• _Objetivo del ejercicio_:
Reproduce sin cambios las líneas de los ítems de abajo, desde la que contiene "The image above might contain a green leaf." hasta el final de los ítems, con ambos extremos incluidos.

[Entradas de un conjunto de datos]
┄┄┄┄┄┄┄┄┄┄

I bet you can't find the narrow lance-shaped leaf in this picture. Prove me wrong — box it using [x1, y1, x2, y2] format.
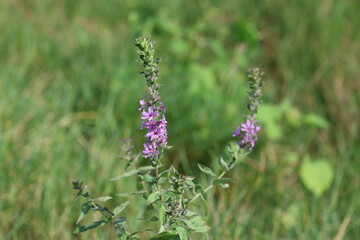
[176, 226, 190, 240]
[89, 196, 112, 202]
[198, 163, 216, 177]
[146, 192, 160, 205]
[110, 166, 161, 181]
[76, 202, 91, 224]
[114, 201, 129, 216]
[74, 220, 109, 233]
[150, 231, 180, 240]
[213, 178, 235, 185]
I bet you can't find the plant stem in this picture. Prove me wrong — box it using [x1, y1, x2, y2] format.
[189, 171, 226, 203]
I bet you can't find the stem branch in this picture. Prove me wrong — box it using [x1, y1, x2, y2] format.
[189, 171, 226, 203]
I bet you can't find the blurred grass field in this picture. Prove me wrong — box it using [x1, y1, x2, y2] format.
[0, 0, 360, 240]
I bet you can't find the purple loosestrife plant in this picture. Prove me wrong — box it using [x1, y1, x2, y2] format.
[135, 37, 168, 166]
[73, 37, 263, 240]
[232, 67, 263, 152]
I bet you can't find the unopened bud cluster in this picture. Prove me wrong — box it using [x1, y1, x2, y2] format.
[232, 67, 264, 151]
[135, 37, 167, 160]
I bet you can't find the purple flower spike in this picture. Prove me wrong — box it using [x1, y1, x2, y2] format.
[233, 116, 260, 151]
[142, 143, 159, 158]
[141, 107, 159, 121]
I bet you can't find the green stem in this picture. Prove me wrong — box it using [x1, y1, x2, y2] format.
[189, 171, 226, 203]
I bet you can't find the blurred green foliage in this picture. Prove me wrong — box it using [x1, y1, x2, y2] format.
[0, 0, 360, 239]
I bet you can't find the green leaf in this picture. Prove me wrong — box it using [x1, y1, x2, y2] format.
[114, 201, 129, 216]
[89, 196, 112, 202]
[140, 174, 156, 183]
[300, 156, 334, 196]
[150, 231, 180, 240]
[146, 192, 160, 205]
[159, 204, 166, 226]
[90, 203, 115, 216]
[219, 157, 230, 171]
[73, 220, 109, 233]
[116, 191, 147, 197]
[198, 163, 216, 177]
[303, 113, 330, 129]
[114, 217, 126, 225]
[176, 226, 190, 240]
[76, 202, 91, 224]
[184, 216, 210, 232]
[110, 166, 161, 181]
[213, 178, 235, 185]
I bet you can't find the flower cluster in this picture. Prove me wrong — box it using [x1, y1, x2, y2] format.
[135, 37, 167, 160]
[139, 100, 167, 159]
[233, 115, 260, 151]
[232, 67, 264, 151]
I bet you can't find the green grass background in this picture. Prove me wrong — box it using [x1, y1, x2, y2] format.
[0, 0, 360, 240]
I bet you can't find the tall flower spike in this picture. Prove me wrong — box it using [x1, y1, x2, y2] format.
[135, 37, 167, 165]
[233, 67, 264, 152]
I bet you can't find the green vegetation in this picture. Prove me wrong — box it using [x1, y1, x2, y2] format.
[0, 0, 360, 240]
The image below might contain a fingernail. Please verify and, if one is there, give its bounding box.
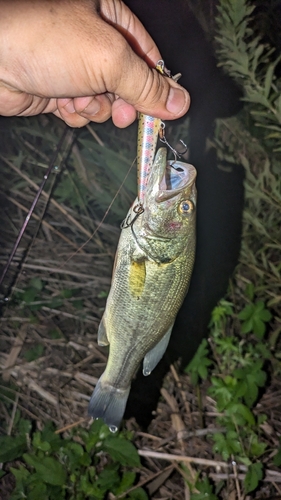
[166,87,187,115]
[80,99,101,116]
[63,99,76,114]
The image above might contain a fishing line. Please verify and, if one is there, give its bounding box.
[58,157,137,269]
[0,127,74,304]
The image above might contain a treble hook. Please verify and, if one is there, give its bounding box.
[159,122,188,166]
[120,203,144,229]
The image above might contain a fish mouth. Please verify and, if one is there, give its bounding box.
[147,148,196,202]
[157,160,196,200]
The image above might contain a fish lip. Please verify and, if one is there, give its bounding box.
[155,160,197,202]
[142,222,172,241]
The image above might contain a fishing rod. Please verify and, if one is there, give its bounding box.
[0,126,74,305]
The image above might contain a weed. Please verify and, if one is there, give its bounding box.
[0,419,147,500]
[186,293,272,499]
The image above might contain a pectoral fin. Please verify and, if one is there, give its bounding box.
[142,323,174,376]
[98,317,109,346]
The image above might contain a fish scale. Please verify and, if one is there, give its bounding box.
[88,148,196,432]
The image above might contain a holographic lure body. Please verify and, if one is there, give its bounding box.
[137,113,162,204]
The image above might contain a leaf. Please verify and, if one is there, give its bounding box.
[113,470,136,495]
[226,402,255,425]
[273,448,281,467]
[10,465,30,483]
[103,436,141,467]
[24,344,44,362]
[29,278,44,292]
[128,488,148,500]
[0,434,27,463]
[23,453,66,486]
[244,462,263,494]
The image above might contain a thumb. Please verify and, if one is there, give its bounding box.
[112,52,190,126]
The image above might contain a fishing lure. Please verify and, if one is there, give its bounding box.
[137,59,185,205]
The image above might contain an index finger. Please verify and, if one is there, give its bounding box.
[100,0,161,67]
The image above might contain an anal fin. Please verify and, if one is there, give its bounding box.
[142,323,174,376]
[98,317,109,346]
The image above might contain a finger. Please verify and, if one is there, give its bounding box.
[100,0,161,67]
[56,94,114,127]
[112,99,137,128]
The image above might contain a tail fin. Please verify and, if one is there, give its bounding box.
[88,376,130,432]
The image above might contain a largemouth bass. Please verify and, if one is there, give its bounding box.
[89,148,196,432]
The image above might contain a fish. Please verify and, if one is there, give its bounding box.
[88,148,196,432]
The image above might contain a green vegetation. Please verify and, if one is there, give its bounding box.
[0,419,144,500]
[0,0,281,500]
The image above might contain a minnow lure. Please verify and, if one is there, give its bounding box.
[137,60,173,206]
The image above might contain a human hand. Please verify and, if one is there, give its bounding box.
[0,0,190,128]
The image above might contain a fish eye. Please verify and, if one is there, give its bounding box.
[178,200,193,215]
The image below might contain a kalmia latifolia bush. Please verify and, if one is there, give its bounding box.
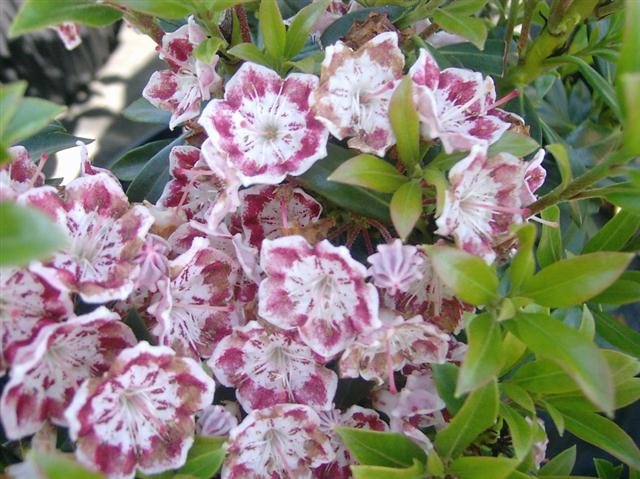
[0,0,640,479]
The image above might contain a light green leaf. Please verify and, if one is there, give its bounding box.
[0,201,67,266]
[9,0,122,38]
[435,381,499,461]
[259,0,287,61]
[433,8,487,50]
[447,456,518,479]
[327,155,408,193]
[521,252,634,308]
[504,312,614,414]
[426,246,499,305]
[389,181,422,241]
[335,427,427,468]
[389,76,420,173]
[456,313,502,397]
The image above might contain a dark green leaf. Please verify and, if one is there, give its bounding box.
[505,312,614,414]
[389,181,422,241]
[0,201,67,266]
[9,0,122,37]
[335,427,427,468]
[435,381,499,461]
[456,313,503,397]
[521,252,633,308]
[327,158,408,193]
[427,246,498,305]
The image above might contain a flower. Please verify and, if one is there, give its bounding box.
[148,238,234,359]
[311,32,404,156]
[258,236,381,357]
[0,267,73,375]
[199,62,329,186]
[409,49,510,153]
[208,321,338,411]
[142,16,222,130]
[367,239,423,294]
[0,307,136,439]
[65,341,215,478]
[222,404,334,479]
[19,173,153,303]
[436,145,542,263]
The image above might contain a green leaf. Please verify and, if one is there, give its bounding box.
[178,436,227,479]
[456,313,502,397]
[327,155,408,193]
[538,446,576,476]
[284,0,331,58]
[122,98,171,125]
[538,205,562,268]
[582,210,640,253]
[504,312,614,414]
[29,449,104,479]
[447,456,518,479]
[297,143,390,223]
[500,404,533,461]
[435,381,499,461]
[521,252,634,308]
[109,140,172,181]
[433,8,487,50]
[259,0,287,61]
[561,408,640,469]
[431,363,465,415]
[0,201,67,266]
[335,427,427,468]
[489,131,540,157]
[426,246,499,305]
[351,459,424,479]
[9,0,122,38]
[389,76,420,173]
[389,181,422,241]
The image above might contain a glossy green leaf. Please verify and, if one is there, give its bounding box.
[327,154,408,193]
[538,446,576,477]
[521,252,633,308]
[561,408,640,469]
[427,246,499,305]
[0,201,67,266]
[435,381,499,461]
[504,313,614,414]
[389,76,420,172]
[447,456,518,479]
[489,131,540,157]
[9,0,122,37]
[109,140,172,181]
[259,0,287,60]
[284,0,331,58]
[456,313,502,397]
[433,8,487,49]
[335,427,427,468]
[389,181,422,241]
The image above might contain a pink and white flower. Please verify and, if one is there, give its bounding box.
[208,321,338,411]
[199,63,329,186]
[409,49,510,153]
[142,16,222,130]
[258,236,381,357]
[19,173,153,303]
[65,341,215,478]
[222,404,334,479]
[0,307,136,439]
[148,238,234,359]
[436,145,542,263]
[0,268,73,375]
[311,32,404,156]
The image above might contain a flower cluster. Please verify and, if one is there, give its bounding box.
[0,11,544,479]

┄┄┄┄┄┄┄┄┄┄

• _Tarea resuelta_:
The image above might contain a green leaf. Please verify and, if one is there, give its bounding box.
[178,436,227,479]
[456,313,502,397]
[327,155,408,193]
[538,446,576,476]
[284,0,331,58]
[122,98,171,125]
[538,205,562,268]
[582,210,640,253]
[504,312,614,414]
[29,449,104,479]
[447,456,518,479]
[297,143,390,223]
[500,404,533,461]
[435,381,499,461]
[521,252,634,308]
[109,140,172,181]
[433,8,487,50]
[259,0,287,61]
[561,408,640,469]
[431,363,465,415]
[0,201,67,266]
[335,427,427,468]
[489,131,540,157]
[426,246,499,305]
[351,459,424,479]
[9,0,122,38]
[389,76,420,173]
[389,181,422,241]
The image above might contain a glossy green leaf. Please verify and, if one is there, give its bounding box.
[327,154,408,193]
[538,446,576,477]
[521,252,633,308]
[561,408,640,469]
[427,246,499,305]
[0,201,67,266]
[435,381,499,461]
[504,313,614,414]
[389,76,420,172]
[447,456,518,479]
[489,131,540,157]
[9,0,122,37]
[109,140,172,181]
[259,0,287,60]
[284,0,331,58]
[456,313,502,397]
[433,8,487,49]
[335,427,427,468]
[389,181,422,241]
The image above might contain a pink and white flower. Please verify and, if one is there, give its bounding box.
[208,321,338,411]
[199,63,329,186]
[409,49,510,153]
[142,16,222,130]
[258,236,381,357]
[19,173,153,303]
[65,341,215,478]
[222,404,334,479]
[0,307,136,439]
[148,238,234,359]
[436,145,542,263]
[0,268,73,375]
[311,32,404,156]
The image above might contain a flower cluster. Please verify and, if one is there, give its bounding box.
[0,11,544,479]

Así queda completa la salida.